Selection:
============================================================
Last updated: January 10th, 2020
- Schemas
- Schema
lter_metabase
- Schema
mb2eml_r
- Schema
pkg_mgmt
- Schema
semantic_annotation
- Known wonkinesses and workarounds - General notes - Issues specific to DBeaver
See installation here.
This guide walks you through populating LTER-core-metabase for generating EML, and addresses frequently encountered problems.
CV means "controlled vocabulary" as in parent table, not as in the LTER Controlled Vocabulary Thesaurus.
The overall database design contains these schemas. They are designed for separate purposes and are mostly self-contained for each of those tasks.
-
lter_metabase
: contains tables with metadata for EML document generation. You might choose to only populate this schema and be able to generate EML. This guide covers only this schema. -
mb2eml_r
: contains views for use in exporting to EML docs viaMetaEgress
. Views are read-only, auto-generated and updated whenever the parent tables are updated. -
pkg_mgmt
: intended for internal metadata management, data package inventory and tracking by LTER information managers. -
semantic_annotation
: contains tables for annotating datasets and attributes.
There are four (but really only three) broad types of tables in lter_metabase
:
-
EML
-prefixed tables: contain controlled vocabularies specified by the EML schema, or network-level CVs to which sites rarely add, such as units. Examples:EMLFileTypes
EMLKeywordTypes
EMLMeasurementScaleDomains
EMLMeasurementScales
EMLNumberTypes
EMLStorageTypes
EMLUnitDictionary
EMLUnitTypes
-
List
-prefixed tables: contain controlled vocabularies specific to a site such as personnel and sampling sites.ListKeywordThesauri
ListKeywords
ListMethodInstruments
ListMethodProtocols
ListMethodSoftware
ListMissingCodes
ListPeople
ListSites
ListTaxa
ListTaxonomicProviders
-
DataSet
-prefixed tables: contain information used to create or update specific datasets.- (Tables are listed below in population order for new datasets.)
============================================================
Entries provided:
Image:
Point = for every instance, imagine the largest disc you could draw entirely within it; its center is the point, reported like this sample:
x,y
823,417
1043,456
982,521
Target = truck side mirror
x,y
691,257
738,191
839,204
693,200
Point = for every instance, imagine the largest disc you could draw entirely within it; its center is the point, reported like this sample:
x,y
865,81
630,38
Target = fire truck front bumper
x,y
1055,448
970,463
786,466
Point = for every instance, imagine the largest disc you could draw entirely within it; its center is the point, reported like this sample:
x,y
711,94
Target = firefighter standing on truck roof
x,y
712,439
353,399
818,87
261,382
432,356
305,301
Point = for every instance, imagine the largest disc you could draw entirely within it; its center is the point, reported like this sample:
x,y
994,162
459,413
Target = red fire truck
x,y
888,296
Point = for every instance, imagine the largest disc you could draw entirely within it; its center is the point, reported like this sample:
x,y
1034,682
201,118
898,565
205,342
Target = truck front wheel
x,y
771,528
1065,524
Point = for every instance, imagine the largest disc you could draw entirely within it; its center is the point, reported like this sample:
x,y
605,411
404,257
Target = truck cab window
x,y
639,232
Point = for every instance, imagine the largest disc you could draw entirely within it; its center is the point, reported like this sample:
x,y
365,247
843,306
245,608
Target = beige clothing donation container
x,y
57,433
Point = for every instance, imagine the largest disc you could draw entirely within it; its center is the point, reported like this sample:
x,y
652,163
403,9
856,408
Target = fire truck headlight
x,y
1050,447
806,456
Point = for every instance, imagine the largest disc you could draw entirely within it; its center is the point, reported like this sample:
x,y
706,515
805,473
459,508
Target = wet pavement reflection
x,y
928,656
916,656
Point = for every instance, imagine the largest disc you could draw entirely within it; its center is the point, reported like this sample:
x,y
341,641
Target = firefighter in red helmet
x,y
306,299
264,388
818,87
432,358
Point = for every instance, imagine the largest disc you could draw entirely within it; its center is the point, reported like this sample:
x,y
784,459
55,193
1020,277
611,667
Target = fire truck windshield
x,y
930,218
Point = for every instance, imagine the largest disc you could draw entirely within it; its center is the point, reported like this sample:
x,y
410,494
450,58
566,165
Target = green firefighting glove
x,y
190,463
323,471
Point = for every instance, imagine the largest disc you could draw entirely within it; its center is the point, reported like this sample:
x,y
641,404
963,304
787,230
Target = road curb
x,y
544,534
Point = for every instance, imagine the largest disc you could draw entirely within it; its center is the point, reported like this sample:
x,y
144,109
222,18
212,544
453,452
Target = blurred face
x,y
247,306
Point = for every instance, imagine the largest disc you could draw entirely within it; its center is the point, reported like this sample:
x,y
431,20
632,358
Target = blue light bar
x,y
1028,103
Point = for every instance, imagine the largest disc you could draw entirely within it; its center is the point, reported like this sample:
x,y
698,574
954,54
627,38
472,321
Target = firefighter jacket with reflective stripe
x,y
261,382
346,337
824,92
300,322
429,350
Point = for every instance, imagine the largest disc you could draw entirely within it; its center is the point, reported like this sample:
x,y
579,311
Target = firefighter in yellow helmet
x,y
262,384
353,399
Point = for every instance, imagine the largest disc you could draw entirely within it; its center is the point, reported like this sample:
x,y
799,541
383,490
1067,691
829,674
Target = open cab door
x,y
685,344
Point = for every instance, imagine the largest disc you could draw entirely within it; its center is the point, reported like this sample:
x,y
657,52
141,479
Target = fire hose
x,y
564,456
============================================================
Actions to take:
1 - Translate this sentence from the LTER-core-metabase guide into Spanish: "This guide walks you through populating LTER-core-metabase for generating EML, and addresses frequently encountered problems."
2 - Return each line of the records in which the string "helmet" appears.

Expected responses:
1 - Esta guía le explica paso a paso cómo completar LTER-core-metabase para generar EML y aborda los problemas que se presentan con frecuencia.

2 -
Target = firefighter in red helmet
Target = firefighter in yellow helmet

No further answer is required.